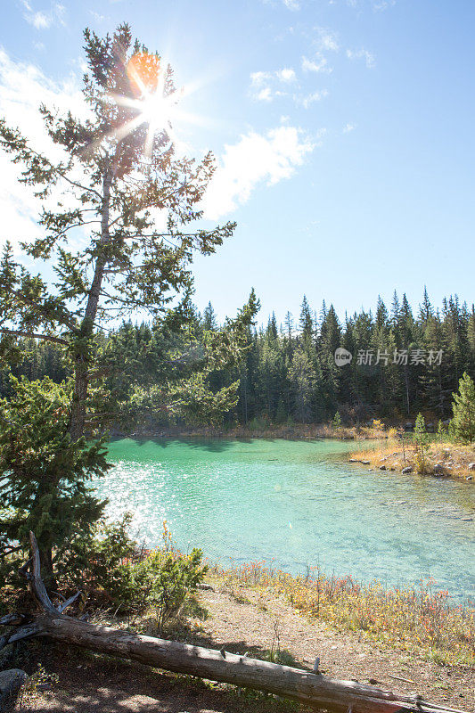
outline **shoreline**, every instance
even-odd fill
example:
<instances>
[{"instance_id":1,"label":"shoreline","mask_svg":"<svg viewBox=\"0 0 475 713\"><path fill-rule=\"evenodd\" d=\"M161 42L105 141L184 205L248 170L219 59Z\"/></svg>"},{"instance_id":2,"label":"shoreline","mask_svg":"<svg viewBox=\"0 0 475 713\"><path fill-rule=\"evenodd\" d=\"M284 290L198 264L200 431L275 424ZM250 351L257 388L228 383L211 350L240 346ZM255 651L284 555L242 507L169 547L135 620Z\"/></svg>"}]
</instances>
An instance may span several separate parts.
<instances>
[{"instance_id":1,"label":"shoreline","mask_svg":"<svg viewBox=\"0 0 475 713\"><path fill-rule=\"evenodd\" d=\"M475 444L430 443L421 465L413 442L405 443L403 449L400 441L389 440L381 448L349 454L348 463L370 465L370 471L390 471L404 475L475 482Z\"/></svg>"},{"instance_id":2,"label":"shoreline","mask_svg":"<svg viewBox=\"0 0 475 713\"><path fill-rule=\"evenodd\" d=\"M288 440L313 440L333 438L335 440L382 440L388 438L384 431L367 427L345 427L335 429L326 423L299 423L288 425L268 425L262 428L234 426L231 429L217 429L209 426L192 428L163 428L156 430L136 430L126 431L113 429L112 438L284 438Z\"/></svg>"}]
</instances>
+ + +
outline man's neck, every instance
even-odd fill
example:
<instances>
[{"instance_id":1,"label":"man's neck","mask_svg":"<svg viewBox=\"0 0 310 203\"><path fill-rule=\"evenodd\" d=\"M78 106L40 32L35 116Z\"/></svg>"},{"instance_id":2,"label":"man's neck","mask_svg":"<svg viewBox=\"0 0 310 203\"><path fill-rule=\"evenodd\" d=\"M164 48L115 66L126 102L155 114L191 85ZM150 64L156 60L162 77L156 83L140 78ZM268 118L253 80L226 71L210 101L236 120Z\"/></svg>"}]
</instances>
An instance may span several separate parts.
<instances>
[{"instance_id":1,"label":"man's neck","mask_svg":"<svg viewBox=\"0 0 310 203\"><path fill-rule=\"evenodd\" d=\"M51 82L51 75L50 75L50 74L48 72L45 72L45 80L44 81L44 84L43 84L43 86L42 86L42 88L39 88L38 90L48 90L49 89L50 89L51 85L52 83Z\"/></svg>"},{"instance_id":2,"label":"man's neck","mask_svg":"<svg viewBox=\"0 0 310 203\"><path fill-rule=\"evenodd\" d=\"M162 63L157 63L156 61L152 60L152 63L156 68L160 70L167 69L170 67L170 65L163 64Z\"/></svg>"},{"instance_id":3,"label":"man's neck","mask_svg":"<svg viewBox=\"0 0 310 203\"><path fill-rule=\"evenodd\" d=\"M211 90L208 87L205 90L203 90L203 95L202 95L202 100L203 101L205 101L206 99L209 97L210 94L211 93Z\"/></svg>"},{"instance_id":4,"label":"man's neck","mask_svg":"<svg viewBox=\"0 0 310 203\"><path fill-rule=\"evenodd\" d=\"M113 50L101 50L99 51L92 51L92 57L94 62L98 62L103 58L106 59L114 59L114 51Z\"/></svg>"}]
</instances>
+ + +
Render the material from the line with "outline man's neck, every instance" up to and including the line with "82L51 75L50 75L50" as a numbered list, leaving out any blank lines.

1. outline man's neck, every instance
2. even-odd fill
3. example:
4. <instances>
5. [{"instance_id":1,"label":"man's neck","mask_svg":"<svg viewBox=\"0 0 310 203\"><path fill-rule=\"evenodd\" d=\"M78 106L40 32L35 116Z\"/></svg>"},{"instance_id":2,"label":"man's neck","mask_svg":"<svg viewBox=\"0 0 310 203\"><path fill-rule=\"evenodd\" d=\"M164 48L115 66L126 102L155 114L191 85ZM150 64L156 60L162 77L156 83L140 78ZM268 118L253 80L226 71L210 101L236 120Z\"/></svg>"}]
6. </instances>
7. An instance may span several separate parts.
8. <instances>
9. [{"instance_id":1,"label":"man's neck","mask_svg":"<svg viewBox=\"0 0 310 203\"><path fill-rule=\"evenodd\" d=\"M51 82L51 75L50 75L50 74L48 72L45 72L45 80L44 81L44 84L43 84L43 86L42 86L42 88L39 88L38 90L48 90L49 89L50 89L51 85L52 83Z\"/></svg>"},{"instance_id":2,"label":"man's neck","mask_svg":"<svg viewBox=\"0 0 310 203\"><path fill-rule=\"evenodd\" d=\"M162 63L157 63L156 61L152 60L152 63L156 68L160 70L167 69L170 67L170 65L163 64Z\"/></svg>"},{"instance_id":3,"label":"man's neck","mask_svg":"<svg viewBox=\"0 0 310 203\"><path fill-rule=\"evenodd\" d=\"M211 90L208 87L205 90L203 90L203 95L202 95L202 100L203 101L205 101L206 99L209 97L210 94L211 93Z\"/></svg>"},{"instance_id":4,"label":"man's neck","mask_svg":"<svg viewBox=\"0 0 310 203\"><path fill-rule=\"evenodd\" d=\"M113 50L101 50L99 51L92 51L92 57L94 62L98 62L103 58L106 59L114 59L114 51Z\"/></svg>"}]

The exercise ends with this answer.